White filed a motion for judgment against
Steele and an unidentified John Doe, seeking recovery for the
damages he sustained in the accident. White alleged that Steele
was reckless and negligent for failing to maintain proper control
of his vehicle and that John Doe negligently drove his vehicle
across the center of the highway, forcing Steele’s vehicle off
the highway. White also served Allstate Insurance Company
(Allstate) pursuant to Code ? 38.2-2206(E) because he was
an insured under the uninsured motorist provisions of a motor
vehicle liability policy issued by Allstate.

The jury returned a verdict in favor of both
defendants. On White’s motions and over Allstate’s objections,
the trial court set aside the verdict as to Doe, entered judgment
against Doe on the issue of liability pursuant to Code
? 8.01-430, and dismissed the motion for judgment against
Steele. The parties agreed to submit the issue of damages to the
trial court. Relying on the evidence produced at trial, the trial
court entered judgment against Doe in the amount of $250,000 with
interest. Allstate appealed, seeking reinstatement of the jury
verdict in Doe’s favor or, in the alternative, a new trial on the
issues of Doe’s liability and damages.

....

### WRITTEN PROBLEM A
How would you render this sentence from the lawsuit excerpt in Spanish: "The jury returned a verdict in favor of both defendants."
### WRITTEN PROBLEM B
Could you continue the lawsuit excerpt, picking up after its final sentence?
This data comes from a separate source, unrelated to the lawsuit excerpt.

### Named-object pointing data
....

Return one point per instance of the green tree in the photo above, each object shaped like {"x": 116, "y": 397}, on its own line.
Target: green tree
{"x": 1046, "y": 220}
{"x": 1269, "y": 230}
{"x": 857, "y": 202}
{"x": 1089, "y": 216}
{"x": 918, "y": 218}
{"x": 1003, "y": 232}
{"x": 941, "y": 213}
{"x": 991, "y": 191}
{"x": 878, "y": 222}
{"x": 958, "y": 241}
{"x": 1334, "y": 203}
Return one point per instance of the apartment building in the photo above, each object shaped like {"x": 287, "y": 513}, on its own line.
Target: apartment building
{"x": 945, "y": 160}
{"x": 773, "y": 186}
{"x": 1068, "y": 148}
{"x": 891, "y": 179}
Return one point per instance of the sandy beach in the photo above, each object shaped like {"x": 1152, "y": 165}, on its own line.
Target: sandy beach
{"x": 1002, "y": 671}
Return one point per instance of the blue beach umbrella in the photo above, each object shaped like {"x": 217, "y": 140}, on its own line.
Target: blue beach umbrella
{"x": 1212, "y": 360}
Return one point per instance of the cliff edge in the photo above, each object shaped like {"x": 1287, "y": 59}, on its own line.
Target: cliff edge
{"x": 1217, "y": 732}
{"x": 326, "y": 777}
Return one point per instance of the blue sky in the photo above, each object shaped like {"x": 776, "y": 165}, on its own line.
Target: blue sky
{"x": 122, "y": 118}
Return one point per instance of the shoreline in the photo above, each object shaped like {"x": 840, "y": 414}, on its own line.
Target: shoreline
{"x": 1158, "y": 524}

....

### ANSWER A
El jurado emitió un veredicto a favor de ambos demandados.

### ANSWER B
[1]

On appeal, Allstate first contends that the
trial court erred in setting aside the jury verdict because the
jury reasonably could have inferred from the evidence that either
Doe did not exist or that he had not been negligent. In reviewing
Allstate’s contention, we apply familiar principles. Code
? 8.01-430 authorizes a trial court to set aside a jury
verdict if it is plainly wrong or without credible evidence to
support it. Lane v. Scott, 220 Va. 578, 581, 260 S.E.2d
238, 240 (1979). On appeal, the judgment of a trial court setting
aside a jury verdict will be sustained if the record contains no
credible evidence to support the jury verdict, viewing the facts
and all reasonable inferences which may be drawn from the facts
in the light most favorable to the party receiving the jury
verdict. Rogers v. Marrow, 243 Va. 162, 166, 413 S.E.2d
344, 346 (1992).

The evidence relating to the cause of the
accident comes primarily from White’s testimony. Although Steele
pled guilty to a charge of improper driving in connection with
the incident, he has no memory of the accident. There were no
other witnesses to the accident.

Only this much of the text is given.